> [Selected excerpt]:
┄┄┄┄┄┄┄┄┄┄┄┄┄┄┄┄┄┄┄┄

ED Sciences Physiques et de l'Ingénieur
Design and FPGA prototyping of an advanced receiver based on expectation propagation
by Ian FISCHER SCHILLING (Laboratoire de l'Intégration du Matériau au Système)
The defense will take place at 10h15 - Amphi J. P. DOM A0.85 351 Cours de la Libération, Laboratoire IMS, Batiment A31, 33405 Talence Cedex, France
in front of the jury composed of
- Christophe JEGO - Professeur des universités - ENSEIRB-MATMECA - Bordeaux INP - Directeur de these
- Jean-Pierre CANCES - Professeur des universités - ENSIL-ENSCI - Université de Limoges - Rapporteur
- Raphaël LE BIDAN - Maître de conférences - IMT Atlantique - Rapporteur
- Charly POULLIAT - Professeur des universités - ENSEEIHT - Toulouse INP - Examinateur
- Antonio CIPRIANO - Docteur - Thales SIX GTS - Examinateur
- Camille LEROUX - Maître de conférences - ENSEIRB-MATMECA - Bordeaux INP - CoDirecteur de these
Expectation Propagation (EP) is a powerful technique used in statistical inference to approximate complex probability distributions with simpler ones from the exponential family through moment matching. Recent works have demonstrated that its application in digital receiver design offers an attractive complexity-performance trade-off. By iteratively refining signal estimates via a message-passing approach, EP provides a robust framework for addressing challenges in digital communication systems, such as inter-symbol interference (ISI) in wideband channels. In this thesis, an EP-based Frequency Domain Self-Iterated Linear Equalizer (FD-SILE) is considered, comprising an equalizer, a soft demapper and a soft mapper. These components take advantage of EP for feedback within a self-iterating process. While the EP-based FD-SILE demonstrates favorable complexity-performance, its computational complexity remains prohibitive for hardware implementations, particularly for high-order constellations. In order to decrease this computational complexity, analytical simplifications are introduced for the soft mapping and demapping processes. These simplifications achieve substantial reductions in computational complexity while preserving bit error rate (BER) performance. As part of this thesis work, fixed-point versions of the simplified soft mapper and demapper are carried out to enable architecture design. Different architectures are designed for the modulation schemes of BPSK, QPSK, 8-PSK, and 16-QAM. These architectures are then optimized through pipelining, significantly reducing the number of clock cycles per frame. A flexible pipelined architecture, capable of dynamically switching constellations on a per-frame basis, is subsequently designed and implemented onto an FPGA device. Validation is conducted using a hardware-in-the-loop (HIL) configuration, which integrates a simulation environment on a computer with the FPGA-implemented architecture on a Zynq MPSoC platform.

┄┄┄┄┄┄┄┄┄┄┄┄┄┄┄┄┄┄┄┄

> [Task input]:
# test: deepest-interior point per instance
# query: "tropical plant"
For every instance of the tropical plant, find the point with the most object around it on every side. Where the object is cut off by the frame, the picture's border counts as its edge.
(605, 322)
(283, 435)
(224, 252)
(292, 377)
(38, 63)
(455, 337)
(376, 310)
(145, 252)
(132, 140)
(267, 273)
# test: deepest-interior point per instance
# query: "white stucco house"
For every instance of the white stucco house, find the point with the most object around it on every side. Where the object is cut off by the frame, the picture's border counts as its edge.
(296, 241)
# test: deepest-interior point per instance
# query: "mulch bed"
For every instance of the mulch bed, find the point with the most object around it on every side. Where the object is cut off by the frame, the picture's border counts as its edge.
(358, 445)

┄┄┄┄┄┄┄┄┄┄┄┄┄┄┄┄┄┄┄┄

> [Set task A]: Which modulation schemes does the thesis announcement list for the architecture designs?
> [Set task B]: Reproduce every line of the records, requests included, and shift each answer coordinate by -84.

> [Complete output A]: BPSK, QPSK, 8-PSK, 16-QAM

> [Complete output B]:
# test: deepest-interior point per instance
# query: "tropical plant"
For every instance of the tropical plant, find the point with the most object around it on every side. Where the object is cut off by the frame, the picture's border counts as its edge.
(521, 238)
(199, 351)
(140, 168)
(208, 293)
(-46, -21)
(371, 253)
(292, 226)
(61, 168)
(48, 56)
(183, 189)
# test: deepest-interior point per instance
# query: "white stucco house"
For every instance of the white stucco house, find the point with the most object around it on every side. Where the object is cut off by the frame, the picture's border counts as its edge.
(212, 157)
# test: deepest-interior point per instance
# query: "mulch bed"
For every instance of the mulch bed, find the point with the most object around it on every side. Where the object is cut off by the frame, the picture's border counts as its edge.
(274, 361)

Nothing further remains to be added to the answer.